• What is expected
From the listing below, copy each line that holds "rough".

• Entries supplied
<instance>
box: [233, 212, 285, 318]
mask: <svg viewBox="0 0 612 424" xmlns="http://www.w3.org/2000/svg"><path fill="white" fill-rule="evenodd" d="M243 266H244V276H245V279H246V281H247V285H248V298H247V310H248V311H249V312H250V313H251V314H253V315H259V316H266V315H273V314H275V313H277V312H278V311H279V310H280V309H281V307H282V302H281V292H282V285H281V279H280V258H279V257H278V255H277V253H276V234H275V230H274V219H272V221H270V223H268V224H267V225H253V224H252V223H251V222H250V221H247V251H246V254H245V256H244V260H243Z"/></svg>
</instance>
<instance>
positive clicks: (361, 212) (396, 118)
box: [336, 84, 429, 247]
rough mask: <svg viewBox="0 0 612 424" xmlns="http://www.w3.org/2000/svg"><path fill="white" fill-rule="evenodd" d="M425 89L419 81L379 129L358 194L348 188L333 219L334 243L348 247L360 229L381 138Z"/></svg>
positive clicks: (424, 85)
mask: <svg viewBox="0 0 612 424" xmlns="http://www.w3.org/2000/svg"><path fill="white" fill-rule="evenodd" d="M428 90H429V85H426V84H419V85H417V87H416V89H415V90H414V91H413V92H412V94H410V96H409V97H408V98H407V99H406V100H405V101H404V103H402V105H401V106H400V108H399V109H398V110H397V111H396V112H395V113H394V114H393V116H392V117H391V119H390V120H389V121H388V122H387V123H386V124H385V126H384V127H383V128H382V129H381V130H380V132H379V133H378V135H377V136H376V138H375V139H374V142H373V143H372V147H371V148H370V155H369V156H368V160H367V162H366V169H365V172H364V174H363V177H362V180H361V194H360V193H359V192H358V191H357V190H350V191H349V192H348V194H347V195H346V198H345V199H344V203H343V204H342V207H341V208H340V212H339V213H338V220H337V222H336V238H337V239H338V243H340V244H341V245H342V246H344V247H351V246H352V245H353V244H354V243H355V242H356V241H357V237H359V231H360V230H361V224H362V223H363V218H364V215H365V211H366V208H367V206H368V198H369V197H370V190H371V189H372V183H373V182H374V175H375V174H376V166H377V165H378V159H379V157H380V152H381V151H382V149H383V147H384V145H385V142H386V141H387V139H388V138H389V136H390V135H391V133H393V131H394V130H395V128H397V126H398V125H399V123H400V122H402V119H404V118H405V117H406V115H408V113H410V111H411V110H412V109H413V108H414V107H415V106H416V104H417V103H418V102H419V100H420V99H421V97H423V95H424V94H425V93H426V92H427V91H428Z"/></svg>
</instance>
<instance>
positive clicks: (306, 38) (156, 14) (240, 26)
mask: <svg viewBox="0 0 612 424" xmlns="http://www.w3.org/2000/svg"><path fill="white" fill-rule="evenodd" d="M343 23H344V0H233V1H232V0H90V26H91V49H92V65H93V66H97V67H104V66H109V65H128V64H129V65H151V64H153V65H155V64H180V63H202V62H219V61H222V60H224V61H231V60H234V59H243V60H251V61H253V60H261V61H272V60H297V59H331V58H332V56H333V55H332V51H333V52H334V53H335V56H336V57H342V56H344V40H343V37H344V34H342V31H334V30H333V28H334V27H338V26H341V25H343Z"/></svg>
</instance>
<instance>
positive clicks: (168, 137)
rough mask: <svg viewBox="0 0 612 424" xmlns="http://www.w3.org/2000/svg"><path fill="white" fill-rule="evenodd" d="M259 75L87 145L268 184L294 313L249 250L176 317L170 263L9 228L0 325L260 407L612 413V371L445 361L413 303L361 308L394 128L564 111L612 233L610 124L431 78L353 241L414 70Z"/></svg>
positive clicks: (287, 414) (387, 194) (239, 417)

• Exercise response
rough mask: <svg viewBox="0 0 612 424" xmlns="http://www.w3.org/2000/svg"><path fill="white" fill-rule="evenodd" d="M425 89L419 81L379 129L358 194L348 188L333 219L334 243L348 247L360 229L381 138Z"/></svg>
rough mask: <svg viewBox="0 0 612 424" xmlns="http://www.w3.org/2000/svg"><path fill="white" fill-rule="evenodd" d="M259 75L87 145L268 184L294 313L249 250L176 317L170 263L9 228L0 325L260 407L612 413V371L445 361L413 303L361 308L394 128L564 111L612 233L610 124L431 78L353 241L414 70Z"/></svg>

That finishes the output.